# ASSIGNED TASK 1
In the article on IRS scrutiny of tax-exempt hospitals, how many of these organizations has the IRS audited in the last 10 years?
# ASSIGNED TASK 2
Extend the article on IRS scrutiny of tax-exempt hospitals, picking up after its final sentence.

# SELECTED EXCERPT

Bruce A. Nelson
Vice President, SearchAmerica
You might say hospitals have been “forced” to automate charity processing by recent federal government action. IRS questionnaires were recently sent to approximately 550 tax-exempt hospitals and healthcare organizations across the nation. This is because government is now looking seriously at the level of community benefits provided in exchange for tax-exempt bond financing and other benefits. The "compliance check" questionnaire includes sections on uncompensated care, billing practices, community programs, the board of directors and executive compensation. The stated goal is to increase voluntary compliance with the law. It's part of an investigation into tax-exempt entities that the IRS has conducted for the past year. Industry experts also see this action by federal regulators as a response to changes in the healthcare industry and allegations of unfair billing and aggressive collection practices by hospitals.
Lois G. Lerner, director of the exempt organizations division of the IRS, is quoted in The New York Times as saying the questionnaires could be used in deciding whether standards for nonprofit hospitals should be changed or clarified. The current standards, with little changed since 1969, rely on a vaguely defined concept of “community benefit.” While reviewing the questionnaires, Lerner said, the agency may decide to conduct formal audits of some hospitals, with a full-scale examination of their records. The IRS lists about 7,000 entities as nonprofit hospitals and healthcare organizations; in the last 10 years, it has audited 375 of them. “Our audit rates are too low,” said Mark W. Everson, the commissioner of internal revenue, also quotes in the Times. One tax lawyer, who previously worked at the IRS, was quoted as saying the survey showed that the agency saw “a need for greater monitoring of what hospitals do in return for their tax exemptions.”
The survey “piles on” at a time when nonprofit hospitals are receiving closer scrutiny from Congress and state officials. Lawmakers of both political parties say that in today’s fiercely competitive healthcare marketplace, many nonprofit hospitals operate like investor owned, profit-making institutions. Uninsured patients have filed class-action lawsuits, accusing nonprofit hospitals of overcharging them. Several states have found that nonprofit hospitals abused their state tax exemptions.

# GIVEN ENTRIES
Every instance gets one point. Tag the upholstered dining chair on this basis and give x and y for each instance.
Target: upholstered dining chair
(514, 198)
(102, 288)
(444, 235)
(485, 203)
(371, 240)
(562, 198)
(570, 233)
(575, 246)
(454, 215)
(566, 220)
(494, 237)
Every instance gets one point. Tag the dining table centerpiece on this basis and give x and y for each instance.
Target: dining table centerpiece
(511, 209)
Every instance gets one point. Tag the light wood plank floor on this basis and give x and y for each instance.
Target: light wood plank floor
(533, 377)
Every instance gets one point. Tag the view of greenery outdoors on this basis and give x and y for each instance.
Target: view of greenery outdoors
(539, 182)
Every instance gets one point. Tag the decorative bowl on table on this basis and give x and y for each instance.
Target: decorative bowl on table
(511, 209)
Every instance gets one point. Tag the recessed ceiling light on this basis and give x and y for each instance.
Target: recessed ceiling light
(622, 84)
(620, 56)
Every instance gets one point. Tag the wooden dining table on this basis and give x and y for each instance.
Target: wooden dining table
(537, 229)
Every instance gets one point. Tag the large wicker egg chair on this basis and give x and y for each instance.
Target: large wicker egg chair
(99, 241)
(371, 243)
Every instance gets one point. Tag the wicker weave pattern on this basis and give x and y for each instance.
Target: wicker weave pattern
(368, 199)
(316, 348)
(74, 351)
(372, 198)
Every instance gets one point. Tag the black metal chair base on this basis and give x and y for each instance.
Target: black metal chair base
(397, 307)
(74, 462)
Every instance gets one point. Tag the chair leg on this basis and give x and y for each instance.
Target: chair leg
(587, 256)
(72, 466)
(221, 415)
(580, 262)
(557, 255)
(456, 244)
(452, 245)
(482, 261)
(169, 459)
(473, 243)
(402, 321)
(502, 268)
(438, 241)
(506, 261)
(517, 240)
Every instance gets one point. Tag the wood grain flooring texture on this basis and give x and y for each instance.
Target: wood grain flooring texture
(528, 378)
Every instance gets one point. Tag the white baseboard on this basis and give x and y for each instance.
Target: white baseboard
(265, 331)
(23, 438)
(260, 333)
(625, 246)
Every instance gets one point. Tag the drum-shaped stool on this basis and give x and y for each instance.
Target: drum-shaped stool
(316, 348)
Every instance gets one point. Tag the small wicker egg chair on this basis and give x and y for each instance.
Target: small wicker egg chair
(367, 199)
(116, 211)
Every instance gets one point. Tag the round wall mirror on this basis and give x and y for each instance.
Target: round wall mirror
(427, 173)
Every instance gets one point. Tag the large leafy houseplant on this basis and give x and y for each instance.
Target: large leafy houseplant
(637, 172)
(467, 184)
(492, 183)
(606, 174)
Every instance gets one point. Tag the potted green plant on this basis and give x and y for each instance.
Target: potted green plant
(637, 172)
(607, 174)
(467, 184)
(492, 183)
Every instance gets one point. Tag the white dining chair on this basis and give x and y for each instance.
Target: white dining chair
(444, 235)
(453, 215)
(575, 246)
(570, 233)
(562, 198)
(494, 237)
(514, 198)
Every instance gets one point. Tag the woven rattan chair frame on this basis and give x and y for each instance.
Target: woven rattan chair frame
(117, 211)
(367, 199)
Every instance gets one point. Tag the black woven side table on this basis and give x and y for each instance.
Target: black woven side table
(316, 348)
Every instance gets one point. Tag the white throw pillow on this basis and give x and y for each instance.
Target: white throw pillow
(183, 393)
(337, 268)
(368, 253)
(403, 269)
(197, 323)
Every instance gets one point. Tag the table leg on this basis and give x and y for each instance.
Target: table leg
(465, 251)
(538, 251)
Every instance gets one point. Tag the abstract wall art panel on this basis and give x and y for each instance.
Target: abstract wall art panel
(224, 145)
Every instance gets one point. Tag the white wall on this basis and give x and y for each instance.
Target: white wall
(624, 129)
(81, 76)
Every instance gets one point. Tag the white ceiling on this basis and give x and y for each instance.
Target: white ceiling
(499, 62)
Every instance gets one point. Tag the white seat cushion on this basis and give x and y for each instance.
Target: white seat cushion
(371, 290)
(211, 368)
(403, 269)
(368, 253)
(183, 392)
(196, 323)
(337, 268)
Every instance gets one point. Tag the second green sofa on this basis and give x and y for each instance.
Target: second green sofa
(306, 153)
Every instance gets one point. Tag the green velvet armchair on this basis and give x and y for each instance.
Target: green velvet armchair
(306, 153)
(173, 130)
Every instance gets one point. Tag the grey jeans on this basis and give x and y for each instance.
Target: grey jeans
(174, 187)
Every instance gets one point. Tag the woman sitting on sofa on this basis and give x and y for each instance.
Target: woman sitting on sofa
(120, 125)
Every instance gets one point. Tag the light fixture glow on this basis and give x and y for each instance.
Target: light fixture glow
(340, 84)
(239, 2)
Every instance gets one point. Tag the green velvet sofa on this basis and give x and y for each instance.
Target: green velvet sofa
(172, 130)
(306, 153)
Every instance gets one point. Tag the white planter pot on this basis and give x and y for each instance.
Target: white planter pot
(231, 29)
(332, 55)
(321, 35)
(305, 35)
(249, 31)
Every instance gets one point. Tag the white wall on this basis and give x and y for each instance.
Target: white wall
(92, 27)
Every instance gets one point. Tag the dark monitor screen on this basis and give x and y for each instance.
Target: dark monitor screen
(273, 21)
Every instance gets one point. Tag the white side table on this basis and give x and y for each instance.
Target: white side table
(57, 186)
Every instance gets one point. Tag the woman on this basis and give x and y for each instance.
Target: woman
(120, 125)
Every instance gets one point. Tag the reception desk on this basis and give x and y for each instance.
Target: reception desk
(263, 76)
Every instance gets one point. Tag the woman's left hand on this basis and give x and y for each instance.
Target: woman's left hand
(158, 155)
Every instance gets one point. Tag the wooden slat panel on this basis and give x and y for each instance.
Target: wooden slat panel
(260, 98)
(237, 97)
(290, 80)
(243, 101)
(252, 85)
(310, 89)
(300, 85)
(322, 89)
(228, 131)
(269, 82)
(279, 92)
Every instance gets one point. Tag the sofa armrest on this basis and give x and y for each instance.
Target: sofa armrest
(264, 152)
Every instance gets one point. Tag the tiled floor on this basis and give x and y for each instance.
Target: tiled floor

# RESPONSE BOX 1
375

# RESPONSE BOX 2
The complexity of the recent questionnaire was overwhelming to many hospitals.
The IRS asked many 80 detailed questions including:
- Did your hospital deny medical services to any individuals with private insurance? Medicare? Medicaid? No insurance?
- How many individuals received uncompensated care? How much did the hospital spend on such care? If an insurer pays less than the hospital charges, is the difference counted as uncompensated care?
- Did the hospital charge higher prices to uninsured patients than to those with Medicare, Medicaid or private insurance?
- Did your hospital’s emergency room deny services to any individuals that requested such services?
- Did your hospital limit public access to the findings or results from any of its medical research?
- How were the salaries and benefits of top executives set? Does the hospital have business relationships with any of its officers, directors or trustees?
No matter what new IRS standards or other regulations may be in the offing, the IRS questionnaire is a wake-up call that hospitals need a method to prospectively ensure that their charity care practices are uniform and consistent with their published charity care policies. And that requires attention to staff training, charity care billing processes, and technology to enable those processes.